__Input rows__
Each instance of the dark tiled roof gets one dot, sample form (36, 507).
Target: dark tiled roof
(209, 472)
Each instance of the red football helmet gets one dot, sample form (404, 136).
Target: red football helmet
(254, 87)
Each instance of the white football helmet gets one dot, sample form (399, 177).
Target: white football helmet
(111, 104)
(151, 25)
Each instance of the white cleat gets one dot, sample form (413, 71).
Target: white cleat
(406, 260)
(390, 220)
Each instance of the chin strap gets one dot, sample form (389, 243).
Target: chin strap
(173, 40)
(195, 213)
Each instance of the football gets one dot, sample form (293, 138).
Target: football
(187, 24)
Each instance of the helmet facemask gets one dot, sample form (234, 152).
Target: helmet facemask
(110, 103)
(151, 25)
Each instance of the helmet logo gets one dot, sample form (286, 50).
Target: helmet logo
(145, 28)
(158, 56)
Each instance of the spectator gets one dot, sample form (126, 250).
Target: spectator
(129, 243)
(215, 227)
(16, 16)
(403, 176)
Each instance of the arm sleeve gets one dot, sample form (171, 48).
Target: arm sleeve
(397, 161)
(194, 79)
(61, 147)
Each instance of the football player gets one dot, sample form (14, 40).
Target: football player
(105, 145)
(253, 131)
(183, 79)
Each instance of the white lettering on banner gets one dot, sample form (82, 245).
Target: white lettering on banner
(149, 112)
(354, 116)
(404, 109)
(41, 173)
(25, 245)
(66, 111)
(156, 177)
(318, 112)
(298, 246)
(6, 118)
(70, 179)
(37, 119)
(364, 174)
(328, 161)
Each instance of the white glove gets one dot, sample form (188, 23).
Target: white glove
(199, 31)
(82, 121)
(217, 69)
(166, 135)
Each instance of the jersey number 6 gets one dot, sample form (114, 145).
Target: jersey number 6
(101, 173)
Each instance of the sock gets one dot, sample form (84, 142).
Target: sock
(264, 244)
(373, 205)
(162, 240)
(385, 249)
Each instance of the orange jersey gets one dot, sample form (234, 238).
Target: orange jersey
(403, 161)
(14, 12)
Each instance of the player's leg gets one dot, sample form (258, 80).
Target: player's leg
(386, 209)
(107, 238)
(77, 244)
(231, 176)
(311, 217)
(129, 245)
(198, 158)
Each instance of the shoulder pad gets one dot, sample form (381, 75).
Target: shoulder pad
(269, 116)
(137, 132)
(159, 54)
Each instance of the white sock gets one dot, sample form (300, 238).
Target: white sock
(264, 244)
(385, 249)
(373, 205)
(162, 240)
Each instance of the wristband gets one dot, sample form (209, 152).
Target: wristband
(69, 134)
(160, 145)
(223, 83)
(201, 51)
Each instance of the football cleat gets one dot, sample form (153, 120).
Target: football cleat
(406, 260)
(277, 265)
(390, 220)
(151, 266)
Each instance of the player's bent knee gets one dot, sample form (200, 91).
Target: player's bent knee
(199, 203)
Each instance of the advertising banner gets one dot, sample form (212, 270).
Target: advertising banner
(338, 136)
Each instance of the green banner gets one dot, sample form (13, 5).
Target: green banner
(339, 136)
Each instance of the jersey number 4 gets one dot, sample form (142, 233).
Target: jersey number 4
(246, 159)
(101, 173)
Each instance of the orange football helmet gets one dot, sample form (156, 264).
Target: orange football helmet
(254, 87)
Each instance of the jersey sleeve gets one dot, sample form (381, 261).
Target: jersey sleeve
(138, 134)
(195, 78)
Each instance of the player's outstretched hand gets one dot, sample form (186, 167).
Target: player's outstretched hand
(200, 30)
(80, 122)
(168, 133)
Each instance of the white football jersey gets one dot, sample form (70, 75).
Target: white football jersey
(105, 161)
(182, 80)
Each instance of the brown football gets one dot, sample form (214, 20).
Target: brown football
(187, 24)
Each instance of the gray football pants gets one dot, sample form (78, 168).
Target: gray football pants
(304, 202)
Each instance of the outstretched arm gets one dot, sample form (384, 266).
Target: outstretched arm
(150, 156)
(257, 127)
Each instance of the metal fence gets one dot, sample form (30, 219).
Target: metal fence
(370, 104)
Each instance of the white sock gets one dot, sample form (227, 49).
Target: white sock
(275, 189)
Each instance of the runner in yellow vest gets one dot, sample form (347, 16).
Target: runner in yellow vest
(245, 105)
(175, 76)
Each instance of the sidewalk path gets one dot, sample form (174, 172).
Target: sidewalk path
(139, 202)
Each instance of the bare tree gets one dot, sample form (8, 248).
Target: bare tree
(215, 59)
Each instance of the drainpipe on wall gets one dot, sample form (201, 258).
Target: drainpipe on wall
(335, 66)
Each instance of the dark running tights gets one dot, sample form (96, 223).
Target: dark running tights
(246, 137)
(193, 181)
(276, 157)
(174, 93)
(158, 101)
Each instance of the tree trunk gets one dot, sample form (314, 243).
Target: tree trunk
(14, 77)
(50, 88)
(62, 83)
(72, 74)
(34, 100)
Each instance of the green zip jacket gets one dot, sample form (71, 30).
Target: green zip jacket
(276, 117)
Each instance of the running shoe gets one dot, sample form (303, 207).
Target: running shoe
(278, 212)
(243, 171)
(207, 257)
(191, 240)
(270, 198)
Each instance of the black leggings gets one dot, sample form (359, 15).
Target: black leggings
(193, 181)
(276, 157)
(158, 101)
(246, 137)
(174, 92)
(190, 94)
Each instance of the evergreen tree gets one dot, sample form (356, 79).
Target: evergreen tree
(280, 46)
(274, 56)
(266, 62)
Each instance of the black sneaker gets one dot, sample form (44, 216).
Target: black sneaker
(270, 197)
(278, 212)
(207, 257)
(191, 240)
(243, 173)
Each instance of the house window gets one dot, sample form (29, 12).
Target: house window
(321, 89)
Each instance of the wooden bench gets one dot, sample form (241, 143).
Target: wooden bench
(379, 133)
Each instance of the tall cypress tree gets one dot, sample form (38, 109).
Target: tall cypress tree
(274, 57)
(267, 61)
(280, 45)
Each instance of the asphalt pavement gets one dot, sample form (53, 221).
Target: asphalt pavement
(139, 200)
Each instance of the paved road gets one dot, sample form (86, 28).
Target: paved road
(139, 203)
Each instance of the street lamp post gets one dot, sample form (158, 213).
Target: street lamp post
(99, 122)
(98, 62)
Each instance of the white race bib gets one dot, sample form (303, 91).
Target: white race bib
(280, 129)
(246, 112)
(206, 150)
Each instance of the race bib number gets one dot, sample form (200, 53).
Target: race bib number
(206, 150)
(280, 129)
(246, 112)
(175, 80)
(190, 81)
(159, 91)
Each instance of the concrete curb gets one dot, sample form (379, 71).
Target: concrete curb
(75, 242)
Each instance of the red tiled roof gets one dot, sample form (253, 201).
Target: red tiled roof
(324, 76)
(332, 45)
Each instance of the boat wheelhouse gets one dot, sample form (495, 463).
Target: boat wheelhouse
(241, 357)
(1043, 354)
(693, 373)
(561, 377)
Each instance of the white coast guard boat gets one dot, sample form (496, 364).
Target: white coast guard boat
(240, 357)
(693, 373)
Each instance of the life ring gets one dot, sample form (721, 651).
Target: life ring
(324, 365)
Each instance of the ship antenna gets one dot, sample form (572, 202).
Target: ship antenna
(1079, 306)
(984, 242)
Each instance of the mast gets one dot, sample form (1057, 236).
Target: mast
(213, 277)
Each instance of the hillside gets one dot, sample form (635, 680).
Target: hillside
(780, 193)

__Your goal__
The records above should be duplicated in full, exactly as given.

__Answer in full__
Each instance of the dark tiled roof gets one dot, sample form (36, 507).
Target: dark tiled roof
(209, 472)
Each instance of the red football helmet gets one dot, sample form (404, 136).
Target: red football helmet
(254, 87)
Each instance of the white football helmet gets one dot, sample form (399, 177).
Target: white football helmet
(111, 104)
(151, 25)
Each instance of the white cleat gets one dot, sample form (413, 71).
Target: white cleat
(406, 260)
(390, 220)
Each instance of the chin strap gets one dot, sample form (389, 243).
Target: chin strap
(173, 40)
(195, 213)
Each instance of the football gets one dot, sample form (293, 138).
Target: football
(187, 24)
Each instance of the helmet facemask gets one dot, sample form (234, 152).
Target: helmet facemask
(110, 103)
(151, 25)
Each instance of the helmet logo gets one dot, sample form (286, 50).
Target: helmet logo
(145, 28)
(158, 56)
Each instance of the spectator gets one dot, sample form (126, 250).
Target: spectator
(129, 243)
(215, 227)
(16, 16)
(403, 176)
Each instance of the arm sleeve gets one dot, sample form (171, 48).
Target: arm sleeve
(397, 161)
(194, 79)
(61, 147)
Each instance of the football player gets one dot, sample form (14, 40).
Target: football player
(105, 145)
(253, 131)
(183, 79)
Each instance of the white lettering on banner gets one dot, sample form (82, 245).
Target: white lettering on banner
(149, 112)
(354, 116)
(404, 109)
(41, 173)
(25, 245)
(66, 111)
(156, 177)
(318, 112)
(298, 246)
(6, 118)
(70, 179)
(37, 119)
(364, 174)
(328, 161)
Each instance of the white glove gets one dot, sample form (188, 23).
Target: white glove
(199, 31)
(82, 121)
(217, 69)
(166, 135)
Each instance of the jersey number 6 gets one dot, sample form (114, 145).
Target: jersey number 6
(101, 173)
Each instance of the sock gets one dot, sample form (84, 142).
Target: sock
(264, 244)
(373, 205)
(162, 240)
(385, 249)
Each instance of the orange jersey gets one dot, sample form (234, 238).
Target: orange jersey
(403, 161)
(14, 12)
Each instance of the player's leg gets one dot, sample form (258, 80).
Target: player's leg
(386, 209)
(107, 238)
(77, 244)
(231, 176)
(311, 217)
(129, 245)
(198, 158)
Each instance of the shoulder pad gets one dot, sample form (381, 75).
Target: shoulder pad
(269, 116)
(137, 132)
(159, 54)
Each instance of the white sock gets one dot, sample form (300, 238).
Target: white sock
(264, 244)
(385, 249)
(373, 205)
(162, 240)
Each instance of the wristband gets one dot, sample form (209, 152).
Target: wristband
(69, 134)
(160, 145)
(223, 83)
(201, 51)
Each instance of the football cleat gets one dot, sample form (153, 120).
Target: football cleat
(406, 260)
(277, 265)
(390, 220)
(151, 266)
Each instance of the player's bent knee gets one dot, sample form (200, 91).
Target: player's bent knee
(199, 203)
Each instance of the advertising banner gets one dot, sample form (212, 270).
Target: advertising banner
(338, 136)
Each instance of the green banner gets one dot, sample form (13, 5).
Target: green banner
(339, 136)
Each instance of the jersey number 4 gets one dot, sample form (142, 233).
Target: jersey number 4
(246, 159)
(101, 173)
Each instance of the orange football helmet gets one dot, sample form (156, 264).
Target: orange football helmet
(254, 87)
Each instance of the jersey sleeve gets one dot, sample form (381, 261).
Target: jersey sleeve
(138, 134)
(195, 78)
Each instance of the player's outstretched hand gets one dot, sample form (186, 167).
Target: player's outstretched hand
(200, 30)
(80, 122)
(168, 133)
Each instance of the white football jersey gets one dot, sample form (70, 75).
Target: white football jersey
(105, 161)
(182, 80)
Each instance of the brown football gets one dot, sample form (214, 20).
Target: brown football
(187, 24)
Each instance of the gray football pants gets one dot, sample form (78, 168).
Target: gray football pants
(304, 202)
Each instance of the outstretched arm gets one dot, sample form (384, 266).
Target: outstretched arm
(150, 156)
(257, 127)
Each instance of the metal fence gets one dot, sample form (30, 219).
Target: metal fence
(370, 104)
Each instance of the white sock gets one dot, sample form (227, 49).
Target: white sock
(275, 189)
Each instance of the runner in yellow vest gets one dot, sample form (347, 16).
Target: runner in yellow vest
(245, 105)
(175, 76)
Each instance of the sidewalk path gets one dot, sample form (174, 172).
Target: sidewalk path
(139, 202)
Each instance of the bare tree gets one dot, sample form (8, 248).
Target: bare tree
(215, 59)
Each instance of the drainpipe on wall gets one dot, sample form (201, 258).
Target: drainpipe on wall
(335, 66)
Each instance of the dark running tights gets one dot, sample form (96, 223).
Target: dark running tights
(246, 137)
(193, 181)
(276, 157)
(174, 93)
(158, 101)
Each instance of the tree trunk gets one dot, sample form (314, 243).
Target: tree trunk
(14, 77)
(50, 88)
(62, 83)
(72, 74)
(34, 100)
Each instance of the green zip jacket gets one dot, sample form (71, 30).
Target: green zip jacket
(276, 117)
Each instance of the running shoe gets one dot, sample form (303, 207).
Target: running shoe
(278, 212)
(243, 171)
(207, 257)
(191, 240)
(270, 198)
Each instance of the black leggings gets one dot, sample form (359, 15).
Target: black leggings
(193, 181)
(276, 157)
(158, 101)
(246, 137)
(174, 92)
(190, 94)
Each instance of the evergreen tree gets one dot, sample form (356, 79).
Target: evergreen tree
(280, 46)
(274, 56)
(266, 62)
Each instance of the black sneaker gets one dot, sample form (44, 216).
Target: black sneaker
(270, 197)
(278, 212)
(207, 257)
(191, 240)
(243, 173)
Each instance of the house window gets one dot, sample form (29, 12).
Target: house window
(321, 89)
Each instance of the wooden bench gets one dot, sample form (241, 143).
Target: wooden bench
(379, 133)
Each instance of the tall cypress tree gets one dot, sample form (38, 109).
Target: tall cypress tree
(274, 57)
(267, 61)
(280, 45)
Each instance of the asphalt pavement gets one dot, sample form (53, 221).
Target: asphalt pavement
(139, 200)
Each instance of the paved road gets one dot, sample form (86, 28).
Target: paved road
(139, 203)
Each instance of the street lamp post gets one dot, sample form (158, 213).
Target: street lamp post
(99, 122)
(98, 62)
Each instance of the white race bib gets one dot, sample form (303, 91).
Target: white race bib
(280, 129)
(246, 112)
(206, 150)
Each instance of the race bib number gets one dot, sample form (200, 53).
Target: race bib number
(206, 150)
(280, 129)
(246, 112)
(175, 80)
(190, 81)
(159, 91)
Each instance of the concrete curb gets one dot, sample form (379, 71).
Target: concrete curb
(75, 242)
Each instance of the red tiled roof gets one dot, sample form (253, 201).
Target: red tiled roof
(324, 76)
(332, 45)
Each instance of the boat wheelhouse gets one dot, sample form (495, 463).
Target: boat wheelhouse
(241, 357)
(1043, 354)
(693, 373)
(561, 377)
Each instance of the white coast guard boat gets one dot, sample form (496, 364).
Target: white coast guard boat
(240, 357)
(693, 373)
Each instance of the life ring gets one dot, sample form (721, 651).
Target: life ring
(324, 365)
Each instance of the ship antenna gets one dot, sample form (572, 202).
Target: ship antenna
(1079, 306)
(984, 242)
Each instance of the mast gets one dot, sample form (1057, 236).
Target: mast
(213, 277)
Each instance of the hillside gets one dot, sample form (635, 680).
Target: hillside
(780, 193)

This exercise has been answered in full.